§ Extract provided
In our App component we could have something like this:

App.tsx
import { useSnackbar } from "notistack";

export function App() {
  const { enqueueSnackbar } = useSnackbar();

  function showSnackbar() {
    enqueueSnackbar("User created", { variant: "success" });
  }

  return <button onClick={showSnackbar}>Show snackbar</button>;
}

And when the button is clicked, the snackbar will be shown.

Now, the issue comes when we want to have a completely different component for the snackbar than the default one so we can have more flexibility.

Let's create our own snacbkar component.

Snackbar.tsx
import { useSnackbar } from 'notistack';

interface Props {
  id: string;
  message: string;
  variant: 'success' | 'error';
}

export function Snackbar({ id, message, variant }: Props) {
  const { closeSnackbar } = useSnackbar();
  const handleCloseSnackbar = () => closeSnackbar(id);

  return (
    <SnackbarContent>
      <Container>
        {variant === 'success' ? <CheckIcon /> : <TimesIcon />}
        <MessageContainer>
          {message}
        </MessageContainer>
        <DismissButton onClick={handleCloseSnackbar}>
          <ScreenReaderOnlyText>Close snackbar<ScreenReaderOnlyText>
          <CloseIcon aria-hidden />
        </DismissButton>
      </Container>
    </SnackbarContent>
  );
}

With this in place we can use it as our default snackbar component as notistack's custom snackbar documentation section says

We go back to our Root component where the SnackbarProvider is living:

Root.tsx
import { SnackbarProvider } from "notistack";
import { Snackbar } from "components/Snackbar";

export function Root() {
  return (
    <SnackbarProvider
      content={(key, message) => <Snackbar id={key} message={message} />}
    >
      <App />
    </SnackbarProvider>
  );
}

But. Wait. Where is the variant prop?

Yes.

Stored items
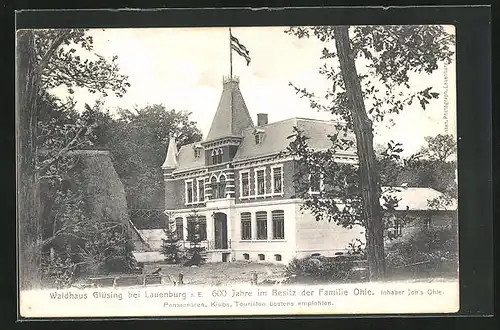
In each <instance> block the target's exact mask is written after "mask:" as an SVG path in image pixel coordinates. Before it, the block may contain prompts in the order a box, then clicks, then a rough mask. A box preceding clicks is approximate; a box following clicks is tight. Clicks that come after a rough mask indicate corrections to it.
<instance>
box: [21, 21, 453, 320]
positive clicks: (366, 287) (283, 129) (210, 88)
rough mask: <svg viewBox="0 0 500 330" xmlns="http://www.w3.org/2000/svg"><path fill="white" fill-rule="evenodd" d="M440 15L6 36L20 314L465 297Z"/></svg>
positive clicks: (408, 301) (221, 312)
mask: <svg viewBox="0 0 500 330" xmlns="http://www.w3.org/2000/svg"><path fill="white" fill-rule="evenodd" d="M455 52H456V50H455V27H454V26H452V25H353V26H346V25H342V26H265V27H262V26H258V27H257V26H255V27H238V26H232V27H206V28H200V27H190V28H188V27H184V28H91V29H24V30H17V32H16V122H17V174H18V185H17V189H18V196H17V197H18V247H19V250H18V276H19V291H20V306H19V313H20V316H21V317H24V318H44V317H51V318H57V317H115V316H125V317H141V316H203V315H205V316H206V315H215V316H217V315H270V314H280V315H287V314H299V315H301V314H304V315H305V314H309V315H310V314H377V313H380V314H384V313H385V314H387V313H391V314H392V313H453V312H457V311H458V310H459V301H460V298H459V297H460V292H459V264H458V260H459V252H458V237H459V230H460V228H459V225H458V214H457V206H458V170H457V125H456V122H457V120H456V117H457V115H456V114H457V105H456V69H455V65H456V56H455Z"/></svg>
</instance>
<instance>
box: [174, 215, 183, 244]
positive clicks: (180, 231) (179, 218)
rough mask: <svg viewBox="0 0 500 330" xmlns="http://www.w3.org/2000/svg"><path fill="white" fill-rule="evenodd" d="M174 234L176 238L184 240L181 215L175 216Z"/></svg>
mask: <svg viewBox="0 0 500 330" xmlns="http://www.w3.org/2000/svg"><path fill="white" fill-rule="evenodd" d="M175 235H176V236H177V239H179V240H181V241H182V240H184V223H183V220H182V218H181V217H177V218H175Z"/></svg>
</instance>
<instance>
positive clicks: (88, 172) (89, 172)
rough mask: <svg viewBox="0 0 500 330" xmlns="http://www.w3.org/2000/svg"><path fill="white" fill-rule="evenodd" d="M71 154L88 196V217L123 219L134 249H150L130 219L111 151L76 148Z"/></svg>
mask: <svg viewBox="0 0 500 330" xmlns="http://www.w3.org/2000/svg"><path fill="white" fill-rule="evenodd" d="M69 154H70V155H74V156H75V157H78V162H77V166H76V168H75V169H76V171H75V176H76V178H75V179H76V180H77V182H78V183H79V184H80V188H81V190H82V192H83V194H84V196H85V199H84V200H85V204H86V206H87V207H86V210H87V216H89V217H91V218H93V219H107V221H116V222H121V223H122V224H124V225H126V227H127V228H128V231H129V235H130V237H131V238H132V241H133V244H134V249H135V250H139V251H141V250H149V246H148V244H147V242H146V241H145V240H144V239H143V238H142V237H141V235H140V233H139V231H138V230H137V228H135V226H134V225H133V223H132V222H131V221H130V217H129V215H128V209H127V199H126V195H125V189H124V187H123V184H122V182H121V181H120V178H119V177H118V174H117V173H116V171H115V169H114V166H113V163H112V160H111V154H110V152H109V151H105V150H77V151H71V152H70V153H69Z"/></svg>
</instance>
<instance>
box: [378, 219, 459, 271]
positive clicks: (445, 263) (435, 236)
mask: <svg viewBox="0 0 500 330" xmlns="http://www.w3.org/2000/svg"><path fill="white" fill-rule="evenodd" d="M457 238H458V235H457V233H456V232H455V231H454V230H452V229H451V228H449V227H441V228H433V229H429V230H424V231H418V232H416V233H415V234H413V235H411V236H410V237H409V238H408V239H406V240H405V241H401V242H398V243H395V244H394V245H393V246H391V247H390V248H389V249H388V250H387V252H386V265H387V270H388V273H389V274H391V273H392V274H397V273H404V272H411V273H414V274H416V275H434V276H435V275H437V274H441V275H447V274H448V275H451V274H456V273H457V268H458V242H457Z"/></svg>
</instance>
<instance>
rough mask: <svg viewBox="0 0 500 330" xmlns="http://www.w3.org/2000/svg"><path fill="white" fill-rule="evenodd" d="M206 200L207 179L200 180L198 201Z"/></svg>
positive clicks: (198, 182) (198, 186)
mask: <svg viewBox="0 0 500 330" xmlns="http://www.w3.org/2000/svg"><path fill="white" fill-rule="evenodd" d="M204 200H205V179H201V180H198V201H200V202H203V201H204Z"/></svg>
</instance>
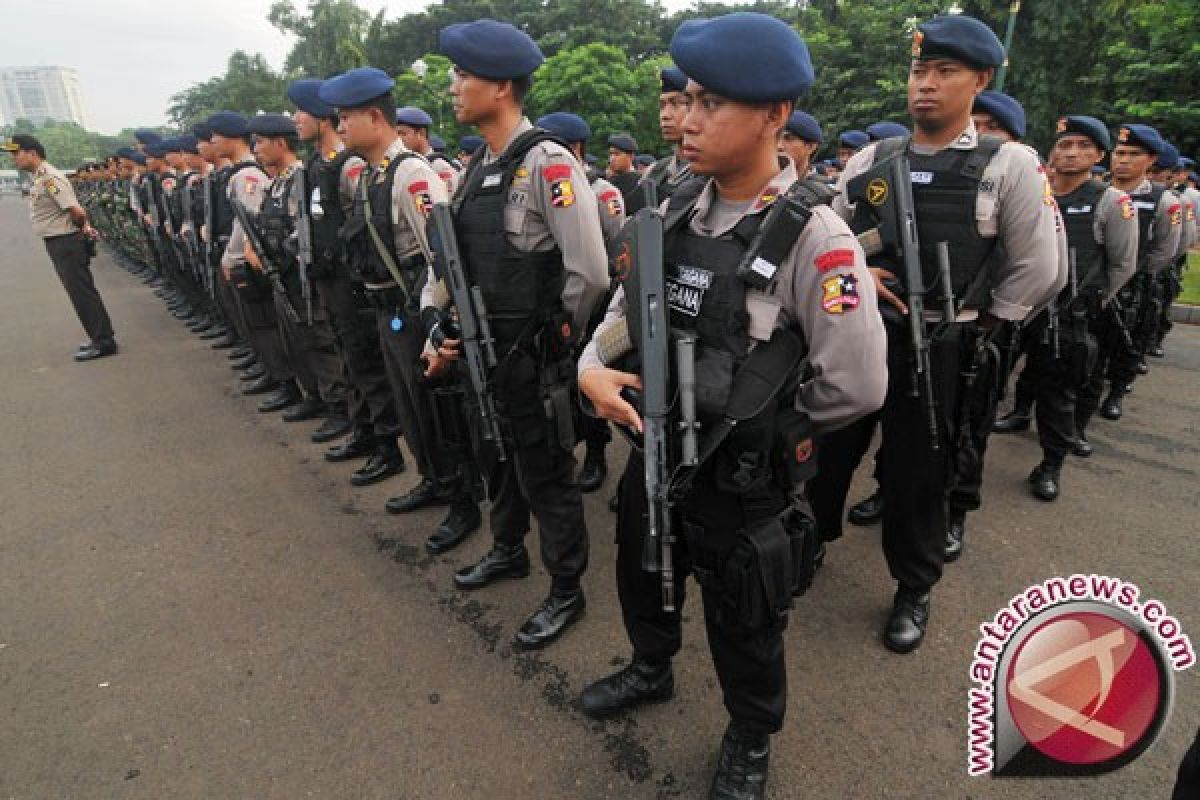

§ Prompt
Continue the notistack custom snackbar post from its final line, "Yes."

§ Task answer
The render function does not receive more arguments than those, only key and message. So, we're done here right?

No. Let's come up with a solution. If we take a closer look to the documentation, the enqueueSnackbar function's second argument is an options object and between those options there is a content prop. Therefore, we can make our own custom hook calling the enqueueSnackbar function but providing our own snackbar component with the options we want. This custom hook should accept the same parameters as the enqueueSnackbar function but extending the functionality and the types of them.

useEnqueueSnackbar.tsx
import { useSnackbar as useDefaultSnackbar, OptionsObject } from "notistack";
import { Snackbar } from "components/Snackbar";

export const useEnqueueSnackbar = () => {
  const { enqueueSnackbar } = useDefaultSnackbar();

  const pushSnackbar = (
    message: string,
    // extend the default options object
    options?: OptionsObject &
      Partial<{ variant: "success" | "error" | "warning" }>
  ) => {
    enqueueSnackbar(message, {
      ...options,
      content: (key) => {
        // destructure the options we need from the extended options
        // object, and provide a default case if we didn't provide any
        const { variant } = options || { variant: undefined };
        return (
          <Snackbar
            id={`${key}`}
            message={message}
            variant={variant || "success"}
          />
        );
      },
    });
  };

  return pushSnackbar;
};

Perfect. This is looking good. Now, instead of using the snackbar context, we can import this hook, execute it to get the callback and run the callback in the place we want to show the snackbar.

Moving to our App component we should do this:

App.tsx
import { useEnqueueSnackbar } from "hooks/useEnqueueSnackbar";

export function App() {
  const enqueueSnackbar = useEnqueuSnackbar();

  function showSnackbar() {
    enqueueSnackbar("User created", { variant: "success" });
  }

  return <button onClick={showSnackbar}>Show snackbar</button>;
}

And this should show our own snackbar component with the variant prop provided.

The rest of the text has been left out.